__Text to read__.
▼
The following review has been posted through the commitfest application:
make installcheck-world: tested, failed
Implements feature: tested, failed
Spec compliant: tested, failed
Documentation: tested, failed

Hi

I had a look at the patch and it cleanly applies to postgres master branch. I tried to do a quick test on the new "where clause" functionality and for the most part it does the job as described and I'm sure some people will find this feature useful to their database dump needs. However I tried the feature with a case where I have a subquery in the where clause, but it seems to be failing to dump the data. I ran the pg_dump like:

$ pg_dump -d cary --where="test1:a3 = ( select max(aa1) from test2 )" > testdump2
$ pg_dump: error: processing of table "public.test1" failed

both test1 and test2 exist in the database and the same subquery works under psql.

I also notice that the regression tests for pg_dump is failing due to the patch, I think it is worth looking into the failure messages and also add some test cases on the new "where" clause to ensure that it can cover as many use cases as possible.

thank you
Best regards

Cary Huang
-------------
HighGo Software Inc. (Canada)
cary.huang@highgo.ca
www.highgo.ca

#3Daniel Gustafsson
daniel@yesql.se
In reply to: Cary Huang (#2)
Re: pg_dump --where option

On 10 Jul 2020, at 02:03, Cary Huang <cary.huang@highgo.ca> wrote:

The following review has been posted through the commitfest application:
make installcheck-world: tested, failed
Implements feature: tested, failed
Spec compliant: tested, failed
Documentation: tested, failed

Hi

I had a look at the patch and it cleanly applies to postgres master branch. I tried to do a quick test on the new "where clause" functionality and for the most part it does the job as described and I'm sure some people will find this feature useful to their database dump needs. However I tried the feature with a case where I have a subquery in the where clause, but it seems to be failing to dump the data. I ran the pg_dump like:

$ pg_dump -d cary --where="test1:a3 = ( select max(aa1) from test2 )" > testdump2
$ pg_dump: error: processing of table "public.test1" failed

both test1 and test2 exist in the database and the same subquery works under psql.

I also notice that the regression tests for pg_dump is failing due to the patch, I think it is worth looking into the failure messages and also add some test cases on the new "where" clause to ensure that it can cover as many use cases as possible.
▲
__Information supplied__.
▼
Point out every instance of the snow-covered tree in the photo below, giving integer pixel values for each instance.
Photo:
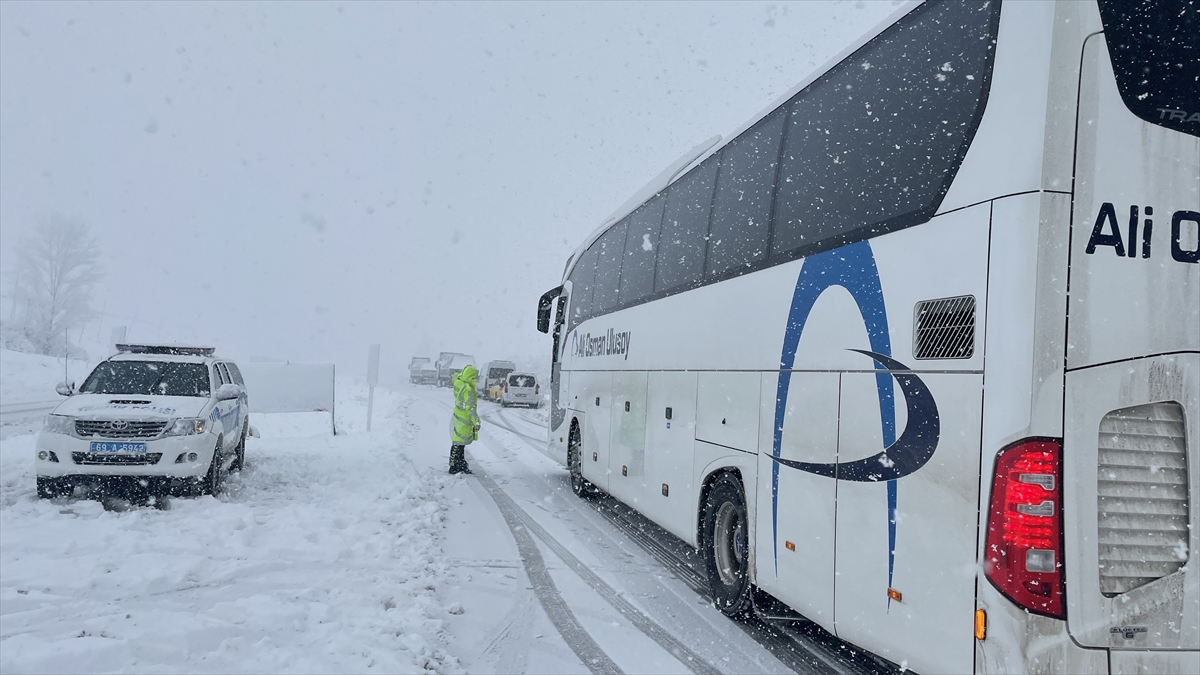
(55, 269)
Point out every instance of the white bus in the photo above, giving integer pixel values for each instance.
(917, 351)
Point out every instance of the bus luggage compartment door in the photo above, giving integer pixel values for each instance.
(627, 458)
(905, 549)
(670, 497)
(593, 398)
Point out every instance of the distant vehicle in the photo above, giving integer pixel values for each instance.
(424, 374)
(457, 363)
(415, 369)
(521, 389)
(917, 352)
(443, 368)
(153, 419)
(493, 372)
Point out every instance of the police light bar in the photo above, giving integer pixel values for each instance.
(177, 350)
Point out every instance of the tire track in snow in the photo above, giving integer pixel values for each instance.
(822, 652)
(682, 652)
(559, 614)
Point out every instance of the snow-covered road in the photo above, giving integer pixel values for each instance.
(357, 553)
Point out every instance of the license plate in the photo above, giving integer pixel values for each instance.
(119, 448)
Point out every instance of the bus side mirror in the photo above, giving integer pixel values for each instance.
▲
__Short problem A__.
Answer these questions from the pg_dump --where thread above, giving each answer on its own line with the same marker:
(i) To which branch does the reviewer say the patch cleanly applies?
(ii) Which table does the pg_dump error message report as failed?
(iii) Under which tool does the reviewer say the same subquery works?
__Short problem B__.
Pick up the pg_dump --where thread above after its final sentence and continue it.

__Task output A__.
(i) The postgres master branch.
(ii) "public.test1"
(iii) psql.

__Task output B__.
As this is being reviewed, but time is running out in this CF, I'm moving this
to the next CF. The entry will be moved to Waiting for Author based on the
above review.

cheers ./daniel

#4Surafel Temesgen
surafel3000@gmail.com
In reply to: Daniel Gustafsson (#3)
1 attachment(s)
Re: pg_dump --where option

On Fri, Jul 31, 2020 at 1:38 AM Daniel Gustafsson <daniel@yesql.se> wrote:

$ pg_dump -d cary --where="test1:a3 = ( select max(aa1) from test2 )" >

testdump2

$ pg_dump: error: processing of table "public.test1" failed

both test1 and test2 exist in the database and the same subquery works

under psql.

This is because pg_dump uses schema-qualified object name I add
documentation about to use schema-qualified name when using sub query

I also notice that the regression tests for pg_dump is failing due to

the patch, I think it is worth looking into the failure messages and also
add some test cases on the new "where" clause to ensure that it can cover
as many use cases as possible.

I fix regression test failure on the attached patch.

I don’t add tests because single-quotes and double-quotes are
meta-characters for PROVE too.

regards

Surafel

Attachments:

pg_dump_where_clause-v2.patchtext/x-patch; charset=US-ASCII; name=pg_dump_where_clause-v2.patchDownload
diff --git a/doc/src/sgml/ref/pg_dump.sgml b/doc/src/sgml/ref/pg_dump.sgml
index 0b2e2de87b..7dc3041247 100644
--- a/doc/src/sgml/ref/pg_dump.sgml
+++ b/doc/src/sgml/ref/pg_dump.sgml
@@ -1104,6 +1104,24 @@ PostgreSQL documentation
       </listitem>
      </varlistentry>
 
+     <varlistentry>
+      <term><option>--where=<replaceable class="parameter">table</replaceable>:<replaceable class="parameter">filter_clause</replaceable></option></term>
+      <listitem>
+       <para>
+        When dumping data for <replaceable class="parameter">table</replaceable>, only include rows
+        that meet the <replaceable class="parameter">filter_clause</replaceable> condition.
+        if <option>--where</option> contains subquery, uses schema-qualified name otherwise
+        it is error because pg_dump uses schema-qualified object name to identifies the tables.
+        This option is useful when you want to dump only a subset of a particular table.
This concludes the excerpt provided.